_EXERCISE BRIEF_
In the passage below on erythrocyte deformability in sepsis, what are all the elution flow rates it mentions for erythrocyte subpopulations?

_PASSAGE PROVIDED_
Appearance of an erythrocyte population with decreased deformability and hemoglobin content following sepsis.

With the use of the cecal ligation and puncture model in mice, this study tested whether sepsis-induced decreased erythrocyte deformability is restricted to a subpopulation of cells. Erythrocyte subpopulations were isolated by centrifugal elutriation. Lineweaver-Burk conversion of deformability-response curves to shear stress was used to determine the shear stress at half-maximal cell elongation (K(EI)) and maximal cell elongation (EI(max)). Sepsis decreased erythrocyte deformability in whole blood. K(EI) values were elevated (2.7 vs. 2.1 Pa) and EI(max) values decreased (0.56 vs. 0.50) in sepsis compared with sham mice. K(EI) values for cells eluted at 7 ml/min (smallest and oldest cells) were similar; however, K(EI) values for cells eluted at 8 ml/min were greater in septic than sham animals (2.50 vs. 2.10). Younger and larger subpopulations of erythrocytes (eluted at 9, 10, and 11 ml/min) also showed a tendency of decreased deformability in sepsis. Mean corpuscular hemoglobin content was decreased in cells eluted at 7 and 8 ml/min in sepsis (4.5 and 10.2 pg) compared to sham (7.4 and 11.4 pg) mice. This study indicates that an erythrocyte subpopulation that represents 20% of circulating cells shows the most pronounced decrease in cell deformability during sepsis. Increased rigidity together with decreased corpuscular hemoglobin content in these cells may contribute to microcirculatory dysfunction and immune modulation during sepsis.

_EXTRACTED ENTRIES_

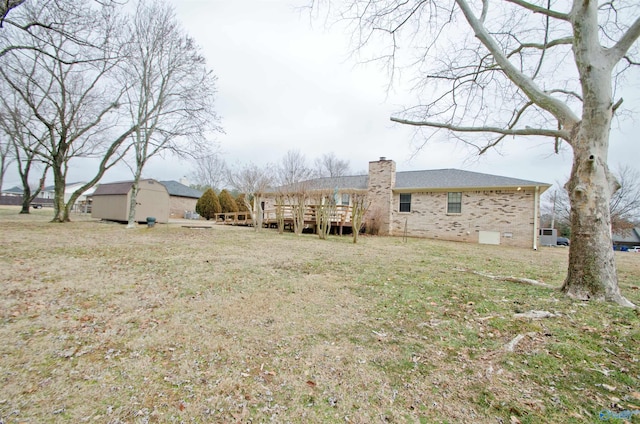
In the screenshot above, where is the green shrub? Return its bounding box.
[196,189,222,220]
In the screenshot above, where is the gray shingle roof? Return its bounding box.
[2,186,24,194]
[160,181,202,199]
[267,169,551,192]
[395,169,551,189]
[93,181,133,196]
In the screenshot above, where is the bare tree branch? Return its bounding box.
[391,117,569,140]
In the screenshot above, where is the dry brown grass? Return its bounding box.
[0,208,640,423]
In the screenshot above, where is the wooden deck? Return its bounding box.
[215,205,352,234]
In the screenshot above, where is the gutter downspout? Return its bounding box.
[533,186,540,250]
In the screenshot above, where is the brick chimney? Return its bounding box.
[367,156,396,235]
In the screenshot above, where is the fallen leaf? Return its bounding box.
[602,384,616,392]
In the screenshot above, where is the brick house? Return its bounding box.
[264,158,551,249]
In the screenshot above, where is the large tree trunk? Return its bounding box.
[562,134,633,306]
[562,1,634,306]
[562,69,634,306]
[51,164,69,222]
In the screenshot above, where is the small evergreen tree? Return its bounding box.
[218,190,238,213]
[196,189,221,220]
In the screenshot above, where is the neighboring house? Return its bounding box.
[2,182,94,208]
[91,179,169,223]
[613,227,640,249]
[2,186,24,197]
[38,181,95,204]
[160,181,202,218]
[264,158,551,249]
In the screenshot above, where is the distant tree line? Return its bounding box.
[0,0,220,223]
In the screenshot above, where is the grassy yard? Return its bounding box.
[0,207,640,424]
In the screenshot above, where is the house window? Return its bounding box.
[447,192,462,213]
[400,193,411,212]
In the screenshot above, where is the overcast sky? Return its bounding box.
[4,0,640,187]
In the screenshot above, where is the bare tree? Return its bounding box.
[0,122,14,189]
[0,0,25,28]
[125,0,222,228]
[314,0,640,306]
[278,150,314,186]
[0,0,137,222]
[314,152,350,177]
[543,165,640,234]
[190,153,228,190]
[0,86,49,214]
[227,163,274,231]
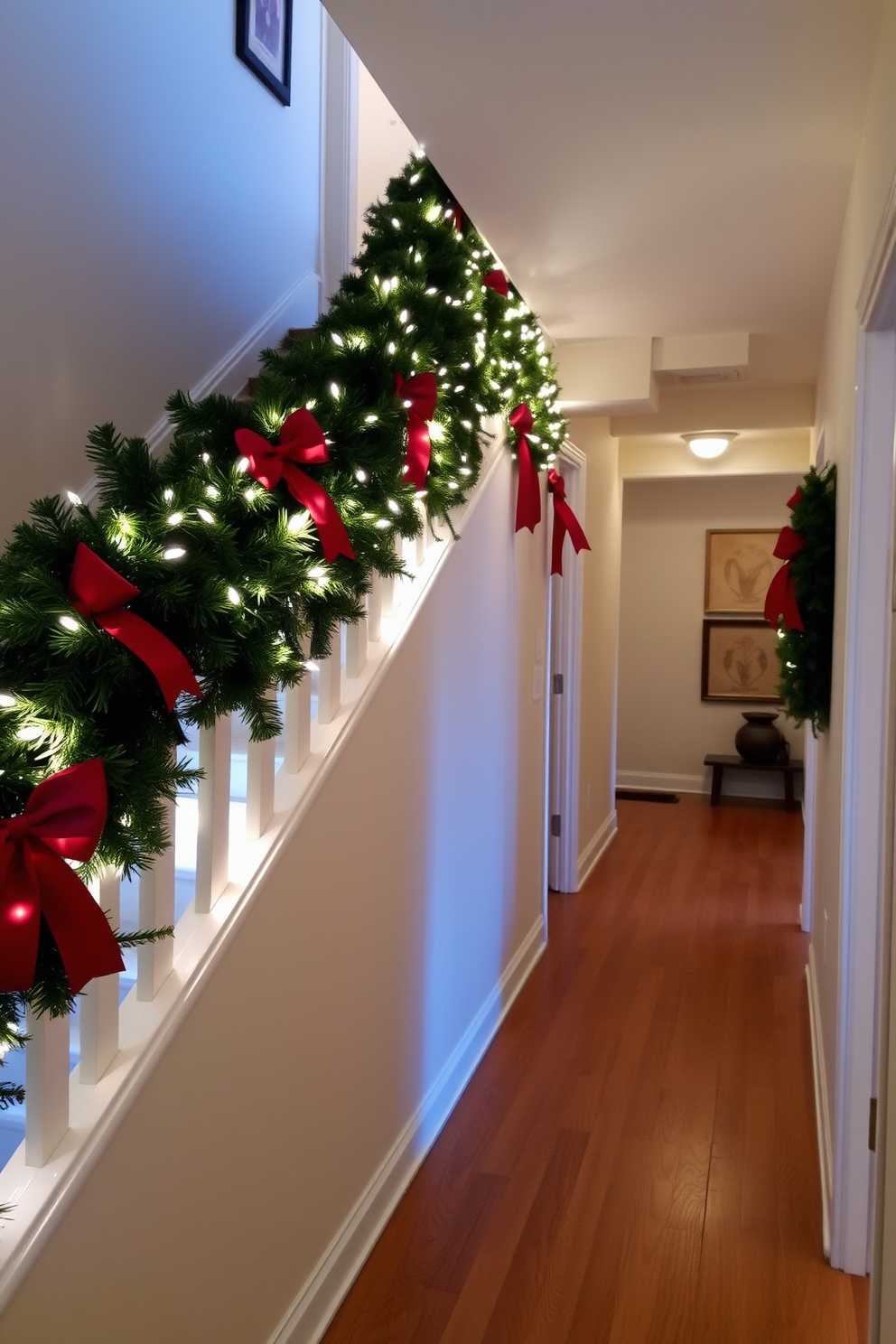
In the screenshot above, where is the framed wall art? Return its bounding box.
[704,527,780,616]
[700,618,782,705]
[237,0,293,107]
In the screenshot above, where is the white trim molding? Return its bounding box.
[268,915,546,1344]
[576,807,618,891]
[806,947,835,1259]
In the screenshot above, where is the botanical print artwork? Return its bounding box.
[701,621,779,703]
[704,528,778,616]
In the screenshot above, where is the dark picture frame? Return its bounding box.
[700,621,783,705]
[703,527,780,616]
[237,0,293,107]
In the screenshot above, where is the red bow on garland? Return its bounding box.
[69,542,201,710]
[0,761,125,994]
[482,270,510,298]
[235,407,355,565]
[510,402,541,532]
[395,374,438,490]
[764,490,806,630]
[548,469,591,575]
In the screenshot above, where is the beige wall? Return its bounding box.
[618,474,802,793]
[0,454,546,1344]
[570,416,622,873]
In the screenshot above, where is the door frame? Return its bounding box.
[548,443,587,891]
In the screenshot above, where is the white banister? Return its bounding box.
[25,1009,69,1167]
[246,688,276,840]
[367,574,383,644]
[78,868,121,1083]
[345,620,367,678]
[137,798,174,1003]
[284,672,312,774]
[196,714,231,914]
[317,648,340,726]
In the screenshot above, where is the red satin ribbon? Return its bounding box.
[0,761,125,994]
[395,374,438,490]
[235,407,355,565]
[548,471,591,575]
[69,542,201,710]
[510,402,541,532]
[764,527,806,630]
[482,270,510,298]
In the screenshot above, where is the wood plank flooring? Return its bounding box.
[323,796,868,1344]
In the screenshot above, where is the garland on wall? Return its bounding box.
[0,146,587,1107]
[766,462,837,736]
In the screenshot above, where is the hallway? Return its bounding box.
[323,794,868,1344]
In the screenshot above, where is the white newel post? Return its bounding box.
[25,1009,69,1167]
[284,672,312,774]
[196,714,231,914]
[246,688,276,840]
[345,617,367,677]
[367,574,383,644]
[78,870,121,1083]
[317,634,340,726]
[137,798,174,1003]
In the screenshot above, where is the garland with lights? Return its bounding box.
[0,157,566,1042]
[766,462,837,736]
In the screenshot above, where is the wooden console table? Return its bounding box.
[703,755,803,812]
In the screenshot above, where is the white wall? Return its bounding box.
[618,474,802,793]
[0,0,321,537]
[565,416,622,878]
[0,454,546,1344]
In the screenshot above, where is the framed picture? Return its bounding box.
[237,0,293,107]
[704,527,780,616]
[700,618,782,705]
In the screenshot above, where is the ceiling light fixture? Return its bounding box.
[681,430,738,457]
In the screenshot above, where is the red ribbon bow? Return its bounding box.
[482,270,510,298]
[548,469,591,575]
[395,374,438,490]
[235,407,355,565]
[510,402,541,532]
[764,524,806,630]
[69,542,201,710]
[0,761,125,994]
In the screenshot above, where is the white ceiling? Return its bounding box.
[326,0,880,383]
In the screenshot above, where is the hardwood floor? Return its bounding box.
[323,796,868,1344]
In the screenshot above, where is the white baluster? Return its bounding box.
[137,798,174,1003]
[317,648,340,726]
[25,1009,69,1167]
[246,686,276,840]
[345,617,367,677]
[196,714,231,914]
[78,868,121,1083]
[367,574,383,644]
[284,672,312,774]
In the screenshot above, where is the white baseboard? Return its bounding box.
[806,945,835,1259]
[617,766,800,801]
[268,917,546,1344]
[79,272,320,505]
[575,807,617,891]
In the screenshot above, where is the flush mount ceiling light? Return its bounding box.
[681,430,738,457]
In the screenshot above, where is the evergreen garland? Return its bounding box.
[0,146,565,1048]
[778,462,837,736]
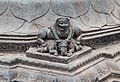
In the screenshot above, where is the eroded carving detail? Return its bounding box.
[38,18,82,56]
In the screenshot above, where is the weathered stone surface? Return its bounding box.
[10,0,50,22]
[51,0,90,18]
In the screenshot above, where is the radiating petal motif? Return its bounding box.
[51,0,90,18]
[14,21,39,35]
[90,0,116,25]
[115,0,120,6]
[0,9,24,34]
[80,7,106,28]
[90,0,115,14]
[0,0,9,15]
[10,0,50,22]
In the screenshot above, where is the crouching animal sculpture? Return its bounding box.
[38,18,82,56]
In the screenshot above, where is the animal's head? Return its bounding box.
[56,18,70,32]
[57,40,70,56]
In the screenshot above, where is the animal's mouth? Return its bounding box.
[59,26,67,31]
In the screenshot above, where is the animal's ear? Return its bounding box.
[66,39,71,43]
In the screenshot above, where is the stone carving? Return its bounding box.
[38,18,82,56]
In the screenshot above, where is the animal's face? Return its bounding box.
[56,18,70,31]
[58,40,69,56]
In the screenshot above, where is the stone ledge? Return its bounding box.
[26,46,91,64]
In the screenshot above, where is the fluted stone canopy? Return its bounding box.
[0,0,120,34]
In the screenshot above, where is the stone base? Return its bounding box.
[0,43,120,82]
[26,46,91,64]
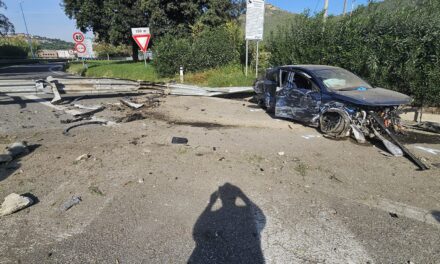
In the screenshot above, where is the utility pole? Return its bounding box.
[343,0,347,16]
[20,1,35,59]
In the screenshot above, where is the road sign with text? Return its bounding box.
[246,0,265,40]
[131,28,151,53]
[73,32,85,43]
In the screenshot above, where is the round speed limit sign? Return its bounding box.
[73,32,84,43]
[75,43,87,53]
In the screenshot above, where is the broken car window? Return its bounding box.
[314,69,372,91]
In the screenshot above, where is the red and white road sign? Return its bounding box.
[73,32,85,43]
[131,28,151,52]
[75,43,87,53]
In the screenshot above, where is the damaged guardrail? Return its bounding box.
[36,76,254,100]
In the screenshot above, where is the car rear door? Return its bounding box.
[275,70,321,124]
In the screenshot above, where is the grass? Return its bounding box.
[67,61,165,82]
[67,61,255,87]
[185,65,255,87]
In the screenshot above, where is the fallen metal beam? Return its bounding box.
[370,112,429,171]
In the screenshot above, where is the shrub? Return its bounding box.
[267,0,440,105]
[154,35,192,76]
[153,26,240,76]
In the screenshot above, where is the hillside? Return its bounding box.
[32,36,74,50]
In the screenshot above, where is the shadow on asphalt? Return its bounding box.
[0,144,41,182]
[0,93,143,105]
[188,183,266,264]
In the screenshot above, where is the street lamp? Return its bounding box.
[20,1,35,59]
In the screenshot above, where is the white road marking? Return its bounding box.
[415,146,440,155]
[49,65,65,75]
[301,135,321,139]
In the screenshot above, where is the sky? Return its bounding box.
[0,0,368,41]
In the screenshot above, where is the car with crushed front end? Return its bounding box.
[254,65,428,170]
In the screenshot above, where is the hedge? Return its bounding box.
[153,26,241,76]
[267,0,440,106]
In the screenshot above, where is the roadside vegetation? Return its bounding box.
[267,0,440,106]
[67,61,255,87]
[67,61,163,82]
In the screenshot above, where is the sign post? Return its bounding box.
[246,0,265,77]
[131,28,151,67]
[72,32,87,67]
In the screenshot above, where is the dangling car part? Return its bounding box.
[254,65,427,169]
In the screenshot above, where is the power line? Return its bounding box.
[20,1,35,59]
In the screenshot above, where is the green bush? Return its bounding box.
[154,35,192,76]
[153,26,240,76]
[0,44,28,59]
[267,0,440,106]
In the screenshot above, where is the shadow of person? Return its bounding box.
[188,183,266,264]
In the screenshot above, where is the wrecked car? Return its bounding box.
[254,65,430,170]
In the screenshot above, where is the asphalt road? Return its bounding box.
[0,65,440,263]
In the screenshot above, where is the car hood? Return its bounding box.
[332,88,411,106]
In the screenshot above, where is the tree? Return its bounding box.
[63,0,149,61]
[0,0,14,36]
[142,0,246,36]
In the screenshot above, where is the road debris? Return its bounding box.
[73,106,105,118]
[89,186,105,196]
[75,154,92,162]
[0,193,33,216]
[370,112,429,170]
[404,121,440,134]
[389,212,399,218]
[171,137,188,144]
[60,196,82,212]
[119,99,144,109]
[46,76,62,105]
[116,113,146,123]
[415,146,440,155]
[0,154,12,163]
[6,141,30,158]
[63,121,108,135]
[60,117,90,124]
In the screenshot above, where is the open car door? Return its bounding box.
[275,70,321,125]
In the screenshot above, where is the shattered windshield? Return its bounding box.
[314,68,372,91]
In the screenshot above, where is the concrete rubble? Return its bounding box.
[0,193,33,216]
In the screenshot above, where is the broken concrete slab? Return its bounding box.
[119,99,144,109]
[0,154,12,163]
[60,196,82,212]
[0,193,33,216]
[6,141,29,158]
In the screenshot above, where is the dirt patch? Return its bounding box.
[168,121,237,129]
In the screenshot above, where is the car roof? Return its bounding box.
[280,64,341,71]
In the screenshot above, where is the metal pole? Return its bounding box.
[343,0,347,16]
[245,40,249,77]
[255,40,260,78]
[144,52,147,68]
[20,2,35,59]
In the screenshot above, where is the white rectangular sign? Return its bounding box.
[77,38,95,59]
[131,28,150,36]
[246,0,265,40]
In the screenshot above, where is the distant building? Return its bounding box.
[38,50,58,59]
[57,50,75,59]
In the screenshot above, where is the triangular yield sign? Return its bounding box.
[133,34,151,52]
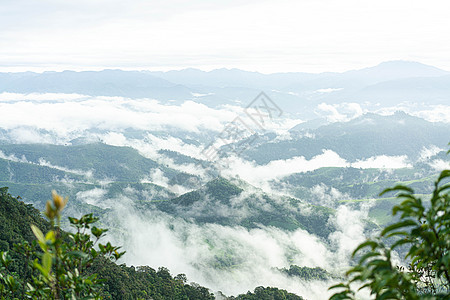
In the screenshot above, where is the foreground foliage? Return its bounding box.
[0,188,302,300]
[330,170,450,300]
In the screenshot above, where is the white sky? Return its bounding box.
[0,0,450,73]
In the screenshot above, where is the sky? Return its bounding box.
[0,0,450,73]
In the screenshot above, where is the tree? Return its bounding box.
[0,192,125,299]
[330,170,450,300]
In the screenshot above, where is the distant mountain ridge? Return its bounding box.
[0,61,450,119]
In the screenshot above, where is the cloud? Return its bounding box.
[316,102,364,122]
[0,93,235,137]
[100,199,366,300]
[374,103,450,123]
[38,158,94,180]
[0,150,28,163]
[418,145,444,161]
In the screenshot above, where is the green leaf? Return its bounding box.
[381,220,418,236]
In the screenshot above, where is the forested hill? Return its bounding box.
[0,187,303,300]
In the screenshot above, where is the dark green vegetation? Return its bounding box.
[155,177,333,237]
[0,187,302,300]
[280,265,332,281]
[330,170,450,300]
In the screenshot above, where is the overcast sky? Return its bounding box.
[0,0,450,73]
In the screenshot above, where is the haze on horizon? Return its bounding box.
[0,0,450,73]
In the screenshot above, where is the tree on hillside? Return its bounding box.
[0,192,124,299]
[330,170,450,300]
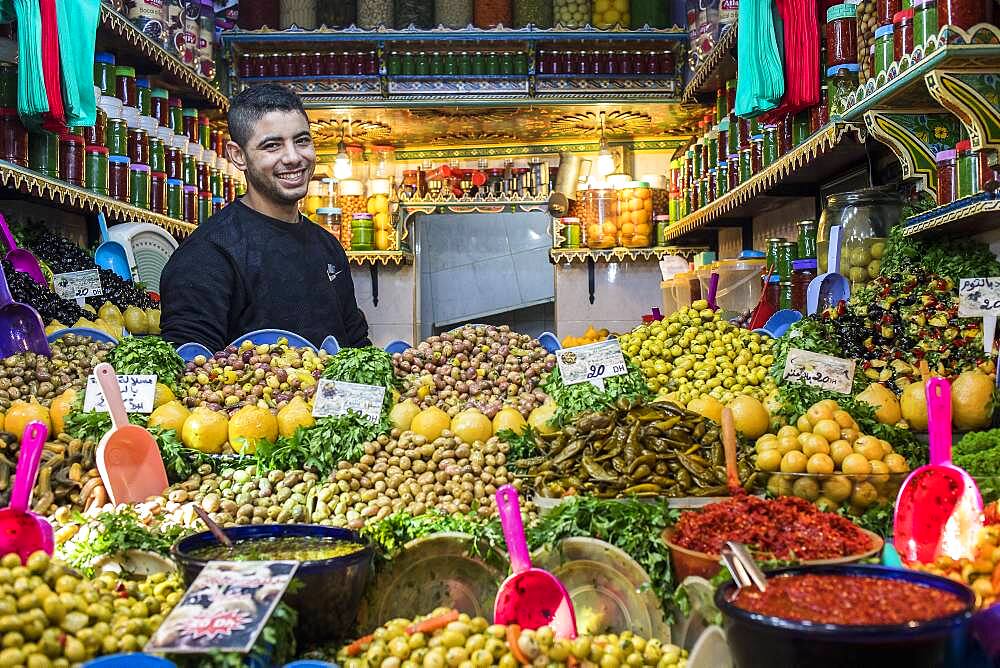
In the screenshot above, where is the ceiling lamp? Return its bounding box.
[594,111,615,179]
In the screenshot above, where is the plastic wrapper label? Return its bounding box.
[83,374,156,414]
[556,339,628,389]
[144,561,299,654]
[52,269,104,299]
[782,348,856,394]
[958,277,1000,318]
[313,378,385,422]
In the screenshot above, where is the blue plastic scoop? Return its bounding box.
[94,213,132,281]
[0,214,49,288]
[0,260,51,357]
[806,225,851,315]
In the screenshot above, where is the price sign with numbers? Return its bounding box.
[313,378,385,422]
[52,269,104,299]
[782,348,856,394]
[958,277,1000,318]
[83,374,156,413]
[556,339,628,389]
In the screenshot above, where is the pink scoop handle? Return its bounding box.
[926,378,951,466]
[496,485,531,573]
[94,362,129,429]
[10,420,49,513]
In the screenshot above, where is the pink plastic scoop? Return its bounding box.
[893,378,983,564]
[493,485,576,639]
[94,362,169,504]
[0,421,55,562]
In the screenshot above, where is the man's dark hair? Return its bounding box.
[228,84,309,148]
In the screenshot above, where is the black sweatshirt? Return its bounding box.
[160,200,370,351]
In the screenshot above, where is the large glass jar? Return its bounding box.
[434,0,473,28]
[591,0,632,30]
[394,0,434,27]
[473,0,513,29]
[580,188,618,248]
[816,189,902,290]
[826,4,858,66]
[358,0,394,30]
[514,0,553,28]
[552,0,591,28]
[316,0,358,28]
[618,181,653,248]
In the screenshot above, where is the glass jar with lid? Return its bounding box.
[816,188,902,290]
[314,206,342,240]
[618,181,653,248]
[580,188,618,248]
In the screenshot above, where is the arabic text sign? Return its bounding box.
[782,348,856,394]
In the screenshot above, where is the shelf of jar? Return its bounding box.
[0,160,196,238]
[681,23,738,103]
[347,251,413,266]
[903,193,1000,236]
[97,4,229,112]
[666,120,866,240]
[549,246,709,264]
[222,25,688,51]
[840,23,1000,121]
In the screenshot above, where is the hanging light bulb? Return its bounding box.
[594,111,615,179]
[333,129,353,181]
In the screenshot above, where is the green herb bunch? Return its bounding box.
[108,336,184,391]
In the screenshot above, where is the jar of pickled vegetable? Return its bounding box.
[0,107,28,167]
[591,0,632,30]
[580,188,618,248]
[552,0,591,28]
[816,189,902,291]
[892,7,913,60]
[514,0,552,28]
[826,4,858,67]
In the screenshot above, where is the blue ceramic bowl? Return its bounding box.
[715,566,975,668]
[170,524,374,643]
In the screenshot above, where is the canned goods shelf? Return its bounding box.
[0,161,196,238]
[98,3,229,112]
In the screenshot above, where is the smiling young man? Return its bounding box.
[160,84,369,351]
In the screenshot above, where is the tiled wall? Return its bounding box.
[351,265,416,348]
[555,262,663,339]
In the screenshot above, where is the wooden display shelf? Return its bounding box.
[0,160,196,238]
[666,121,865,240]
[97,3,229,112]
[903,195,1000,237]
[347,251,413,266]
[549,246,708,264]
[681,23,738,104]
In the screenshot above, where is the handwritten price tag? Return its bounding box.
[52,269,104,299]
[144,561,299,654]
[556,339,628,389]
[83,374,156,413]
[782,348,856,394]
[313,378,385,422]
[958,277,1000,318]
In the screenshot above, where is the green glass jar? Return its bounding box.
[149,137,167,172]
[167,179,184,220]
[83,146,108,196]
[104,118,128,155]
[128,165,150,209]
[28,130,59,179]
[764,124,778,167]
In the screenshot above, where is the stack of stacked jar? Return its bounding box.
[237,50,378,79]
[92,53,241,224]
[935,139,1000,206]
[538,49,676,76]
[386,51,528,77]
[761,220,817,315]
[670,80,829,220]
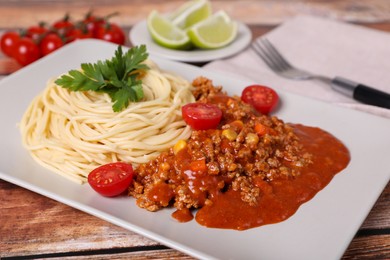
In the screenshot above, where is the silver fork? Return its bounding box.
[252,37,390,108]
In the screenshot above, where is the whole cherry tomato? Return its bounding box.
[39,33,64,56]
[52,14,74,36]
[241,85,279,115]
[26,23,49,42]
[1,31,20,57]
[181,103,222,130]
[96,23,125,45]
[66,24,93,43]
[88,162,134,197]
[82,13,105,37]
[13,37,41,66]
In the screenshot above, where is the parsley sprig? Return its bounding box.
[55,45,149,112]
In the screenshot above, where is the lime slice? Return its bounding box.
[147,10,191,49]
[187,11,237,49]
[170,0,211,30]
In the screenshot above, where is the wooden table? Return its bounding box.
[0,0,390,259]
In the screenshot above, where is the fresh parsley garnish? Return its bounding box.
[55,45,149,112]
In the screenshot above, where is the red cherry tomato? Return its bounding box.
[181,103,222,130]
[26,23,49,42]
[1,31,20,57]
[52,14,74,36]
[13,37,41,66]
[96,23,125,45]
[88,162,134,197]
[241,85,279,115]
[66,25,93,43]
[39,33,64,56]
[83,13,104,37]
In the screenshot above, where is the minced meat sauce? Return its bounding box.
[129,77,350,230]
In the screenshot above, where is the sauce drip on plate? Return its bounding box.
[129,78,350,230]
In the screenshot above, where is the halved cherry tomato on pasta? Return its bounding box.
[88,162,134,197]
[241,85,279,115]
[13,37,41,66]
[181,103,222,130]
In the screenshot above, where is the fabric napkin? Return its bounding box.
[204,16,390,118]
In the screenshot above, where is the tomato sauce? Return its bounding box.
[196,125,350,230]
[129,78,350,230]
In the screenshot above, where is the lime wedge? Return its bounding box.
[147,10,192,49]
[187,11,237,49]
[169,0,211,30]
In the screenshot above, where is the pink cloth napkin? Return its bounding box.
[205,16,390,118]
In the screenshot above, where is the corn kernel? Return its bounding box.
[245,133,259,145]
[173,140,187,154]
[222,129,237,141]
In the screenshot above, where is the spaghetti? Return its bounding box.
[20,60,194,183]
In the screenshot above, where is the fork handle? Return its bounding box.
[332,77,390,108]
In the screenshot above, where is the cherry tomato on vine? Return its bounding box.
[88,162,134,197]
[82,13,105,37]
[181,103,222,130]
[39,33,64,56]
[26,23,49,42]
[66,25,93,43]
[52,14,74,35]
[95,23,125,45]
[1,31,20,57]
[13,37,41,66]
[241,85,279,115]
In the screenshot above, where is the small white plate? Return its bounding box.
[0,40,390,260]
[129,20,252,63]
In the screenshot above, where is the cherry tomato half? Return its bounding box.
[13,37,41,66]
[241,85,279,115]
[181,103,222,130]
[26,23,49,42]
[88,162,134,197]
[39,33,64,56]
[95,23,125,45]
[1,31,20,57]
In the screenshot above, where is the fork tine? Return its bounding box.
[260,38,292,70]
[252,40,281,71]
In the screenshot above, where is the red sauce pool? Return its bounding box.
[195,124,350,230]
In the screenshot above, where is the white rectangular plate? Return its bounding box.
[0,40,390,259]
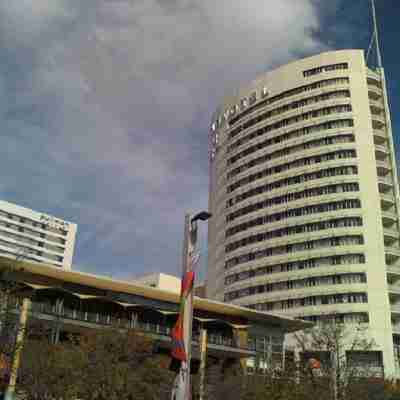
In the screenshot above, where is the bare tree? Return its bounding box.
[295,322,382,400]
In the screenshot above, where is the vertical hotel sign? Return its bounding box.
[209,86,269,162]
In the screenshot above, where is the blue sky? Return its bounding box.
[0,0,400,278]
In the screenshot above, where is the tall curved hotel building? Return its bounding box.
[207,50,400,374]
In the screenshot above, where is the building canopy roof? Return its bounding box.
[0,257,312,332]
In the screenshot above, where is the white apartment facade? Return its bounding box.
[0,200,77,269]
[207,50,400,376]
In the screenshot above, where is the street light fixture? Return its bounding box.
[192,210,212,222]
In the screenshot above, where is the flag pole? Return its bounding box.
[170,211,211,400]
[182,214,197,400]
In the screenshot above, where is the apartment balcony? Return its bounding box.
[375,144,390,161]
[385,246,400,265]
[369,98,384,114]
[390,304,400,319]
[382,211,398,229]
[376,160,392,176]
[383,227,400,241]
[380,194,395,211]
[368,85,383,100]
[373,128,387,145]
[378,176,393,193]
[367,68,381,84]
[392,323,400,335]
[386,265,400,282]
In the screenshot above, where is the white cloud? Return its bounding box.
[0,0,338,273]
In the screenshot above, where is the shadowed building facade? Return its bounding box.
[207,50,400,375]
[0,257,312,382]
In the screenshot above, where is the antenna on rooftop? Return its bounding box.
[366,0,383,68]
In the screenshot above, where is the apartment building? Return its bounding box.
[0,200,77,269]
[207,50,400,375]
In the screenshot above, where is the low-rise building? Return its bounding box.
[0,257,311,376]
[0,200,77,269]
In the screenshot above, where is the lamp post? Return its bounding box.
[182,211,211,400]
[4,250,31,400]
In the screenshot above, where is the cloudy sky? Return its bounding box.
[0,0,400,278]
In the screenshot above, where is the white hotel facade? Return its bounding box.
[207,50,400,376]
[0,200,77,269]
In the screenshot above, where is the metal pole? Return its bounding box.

_RESULT_
7, 8, 9, 10 and 11 ml/min.